** Text block **
Controlling and co-ordinating chitinase secretion in a Serratia marcescens population

Serratia marcescens is a γ-Proteobacterium and an opportunistic animal and insect pathogen. The bacterium exhibits a complex extracellular protein ‘secretome’ comprising numerous enzymes, toxins and effector molecules. One component of the secretome is the ‘chitinolytic machinery’, which is a set of at least four chitinases that allow the use of insoluble extracellular chitin as sole carbon and nitrogen source. Secretion of the chitinases across the outer membrane is governed by the chiWXYZ operon encoding a holin/endopeptidase pair. Expression of the chiWXYZ operon is co-ordinated with the chitinase genes and is also bimodal, since normally only 1% of the population expresses the chitinolytic machinery. In this work, the role of the ChiR protein in chitinase production has been explored. Using live cell imaging and flow cytometry, ChiR was shown to govern the co-ordinated regulation of chiWXYZ with both chiA and chiC . Moreover, overexpression of chiR alone was able to increase the proportion of the cell population expressing chitinase genes to >60%. In addition, quantitative label-free proteomic analysis of cells overexpressing chiR established that ChiR regulates the entire chitinolytic machinery. The proteomic experiments also revealed a surprising link between the regulation of the chitinolytic machinery and the production of proteins involved in the metabolism of nitrogen compounds such as nitrate and nitrite. The research demonstrates for the first time that ChiR plays a critical role in controlling bimodal gene expression in S. marcescens , and provides new evidence of a clear link between chitin breakdown and nitrogen metabolism. IMPORTANCE The opportunistic pathogen Serratia marcescens secretes chitinases through the action of the chiWXYZ operon, which encodes a holin/endopeptidase pair. Expression of chiWXYZ is normally bimodal, with only 1% of the population transcribing these genes. In this work, it is demonstrated that overexpression of chiR induces exquisitely co-ordinated holin/endopeptidase and chitinase gene expression in the majority of the population of cells, establishing that ChiR is a key player in biomodal gene expression. This work also reveals for the first time that co-operating pathways are induced by ChiR, including enzymes involved in ammonia, nitrite and nitrate metabolism. This work expands knowledge of basic bacterial physiology and could have applications in the biomedical and biotechnological research fields.

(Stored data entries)
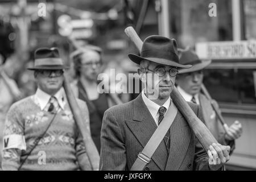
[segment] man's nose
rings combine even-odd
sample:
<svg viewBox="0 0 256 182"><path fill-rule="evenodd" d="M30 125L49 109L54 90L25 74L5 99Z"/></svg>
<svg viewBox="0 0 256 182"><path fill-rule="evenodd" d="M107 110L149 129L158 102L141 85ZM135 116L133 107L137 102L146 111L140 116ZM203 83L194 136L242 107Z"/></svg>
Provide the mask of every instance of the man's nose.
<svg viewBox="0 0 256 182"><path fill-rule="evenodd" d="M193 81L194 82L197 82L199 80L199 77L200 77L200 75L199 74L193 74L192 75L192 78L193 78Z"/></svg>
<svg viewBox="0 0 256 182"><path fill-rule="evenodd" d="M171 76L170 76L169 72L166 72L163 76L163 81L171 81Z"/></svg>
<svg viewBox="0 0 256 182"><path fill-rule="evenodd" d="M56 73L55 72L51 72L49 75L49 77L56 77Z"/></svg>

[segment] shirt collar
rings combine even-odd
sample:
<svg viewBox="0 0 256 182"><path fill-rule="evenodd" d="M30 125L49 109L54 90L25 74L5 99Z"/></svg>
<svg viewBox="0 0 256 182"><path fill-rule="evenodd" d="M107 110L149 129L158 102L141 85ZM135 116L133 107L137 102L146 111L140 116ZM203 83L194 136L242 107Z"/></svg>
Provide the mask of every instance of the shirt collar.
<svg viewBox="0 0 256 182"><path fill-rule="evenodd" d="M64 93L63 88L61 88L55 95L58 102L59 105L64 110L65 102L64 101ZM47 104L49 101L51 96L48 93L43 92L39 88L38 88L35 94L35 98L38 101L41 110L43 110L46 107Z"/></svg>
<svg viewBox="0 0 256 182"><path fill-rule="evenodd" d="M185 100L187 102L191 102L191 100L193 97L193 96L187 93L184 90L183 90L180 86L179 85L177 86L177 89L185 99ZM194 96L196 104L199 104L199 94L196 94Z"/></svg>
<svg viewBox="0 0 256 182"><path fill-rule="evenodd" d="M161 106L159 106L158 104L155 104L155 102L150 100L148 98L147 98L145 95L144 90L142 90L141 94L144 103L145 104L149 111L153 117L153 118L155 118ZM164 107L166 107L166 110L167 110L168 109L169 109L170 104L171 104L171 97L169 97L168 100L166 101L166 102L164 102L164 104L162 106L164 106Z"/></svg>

** Task directions **
Summarize the text on chitinase secretion in Serratia marcescens in two sentences.

** Result below **
Serratia marcescens secretes its chitinases through the chiWXYZ operon, which encodes a holin/endopeptidase pair and is normally expressed by only 1% of the population. The work shows that the ChiR protein co-ordinates chiWXYZ with the chitinase genes, that overexpressing chiR raises the share of cells expressing chitinase genes to over 60%, and that ChiR also links chitin breakdown to nitrogen metabolism.